## Data to use

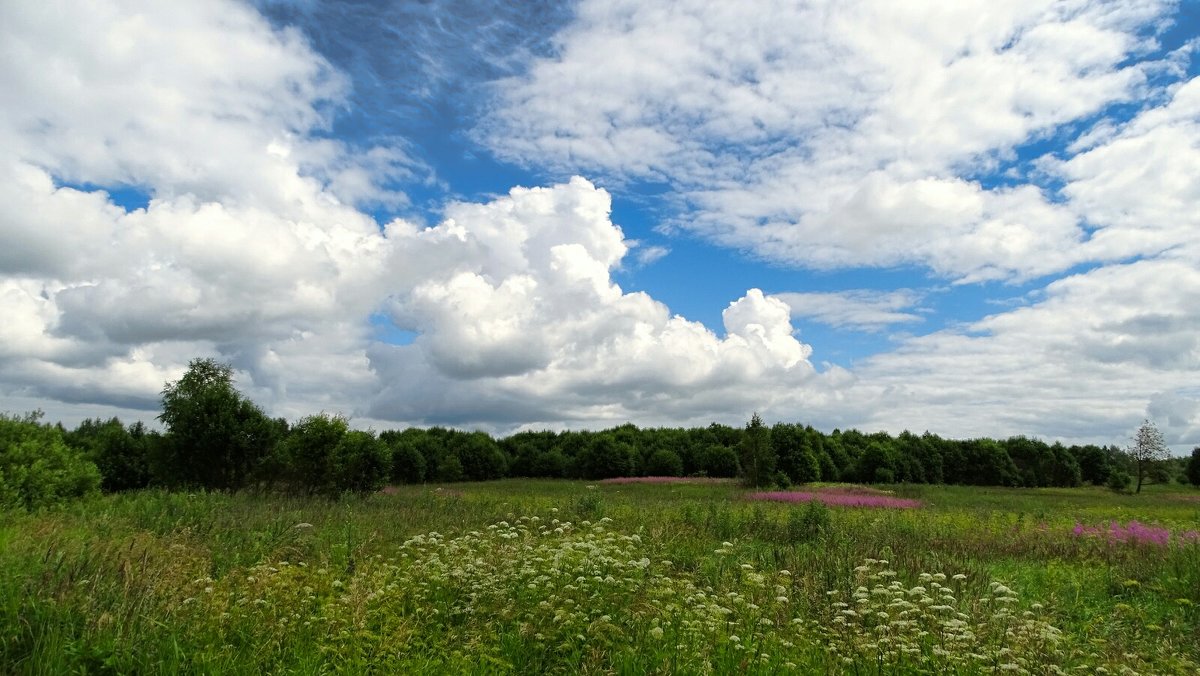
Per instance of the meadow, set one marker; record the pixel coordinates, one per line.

==

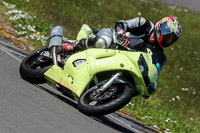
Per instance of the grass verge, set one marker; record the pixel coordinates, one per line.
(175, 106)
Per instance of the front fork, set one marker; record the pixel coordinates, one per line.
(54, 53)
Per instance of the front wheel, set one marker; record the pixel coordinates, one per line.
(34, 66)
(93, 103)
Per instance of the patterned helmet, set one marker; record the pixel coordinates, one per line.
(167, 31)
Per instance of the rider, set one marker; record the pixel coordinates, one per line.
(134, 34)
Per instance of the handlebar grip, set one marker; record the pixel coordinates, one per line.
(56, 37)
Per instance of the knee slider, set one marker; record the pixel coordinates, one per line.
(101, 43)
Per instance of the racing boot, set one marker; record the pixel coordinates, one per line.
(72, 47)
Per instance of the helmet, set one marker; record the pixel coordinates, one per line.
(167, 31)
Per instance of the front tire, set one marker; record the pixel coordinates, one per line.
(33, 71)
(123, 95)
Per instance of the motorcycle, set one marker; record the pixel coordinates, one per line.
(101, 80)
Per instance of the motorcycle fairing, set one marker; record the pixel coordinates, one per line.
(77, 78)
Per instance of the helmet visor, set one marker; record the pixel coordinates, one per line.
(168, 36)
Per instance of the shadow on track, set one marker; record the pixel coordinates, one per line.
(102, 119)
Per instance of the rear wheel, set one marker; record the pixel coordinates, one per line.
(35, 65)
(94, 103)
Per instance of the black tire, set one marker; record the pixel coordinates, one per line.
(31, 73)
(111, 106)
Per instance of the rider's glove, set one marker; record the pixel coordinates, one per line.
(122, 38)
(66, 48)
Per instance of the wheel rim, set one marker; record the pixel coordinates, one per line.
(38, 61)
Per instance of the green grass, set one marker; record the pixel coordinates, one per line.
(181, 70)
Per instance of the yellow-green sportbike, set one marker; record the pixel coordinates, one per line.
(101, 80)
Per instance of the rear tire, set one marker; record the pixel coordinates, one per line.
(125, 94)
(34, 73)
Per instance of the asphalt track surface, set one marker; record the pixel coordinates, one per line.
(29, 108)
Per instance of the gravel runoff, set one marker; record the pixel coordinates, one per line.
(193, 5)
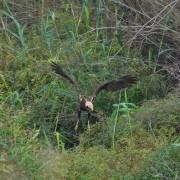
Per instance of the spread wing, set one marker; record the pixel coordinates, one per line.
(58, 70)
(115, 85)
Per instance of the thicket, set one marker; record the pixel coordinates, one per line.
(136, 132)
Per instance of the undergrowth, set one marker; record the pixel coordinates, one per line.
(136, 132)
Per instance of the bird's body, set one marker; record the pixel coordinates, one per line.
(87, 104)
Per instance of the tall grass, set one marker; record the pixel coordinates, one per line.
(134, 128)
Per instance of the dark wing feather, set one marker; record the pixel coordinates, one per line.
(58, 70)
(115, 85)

## Goal
Extract every row above that contains the string "motorcycle", matching case exactly.

## Solved problem
Per instance of the motorcycle, set one marker; record the pixel coordinates, one per line.
Per instance of the motorcycle fairing, set one marker; record the pixel coordinates, one per line.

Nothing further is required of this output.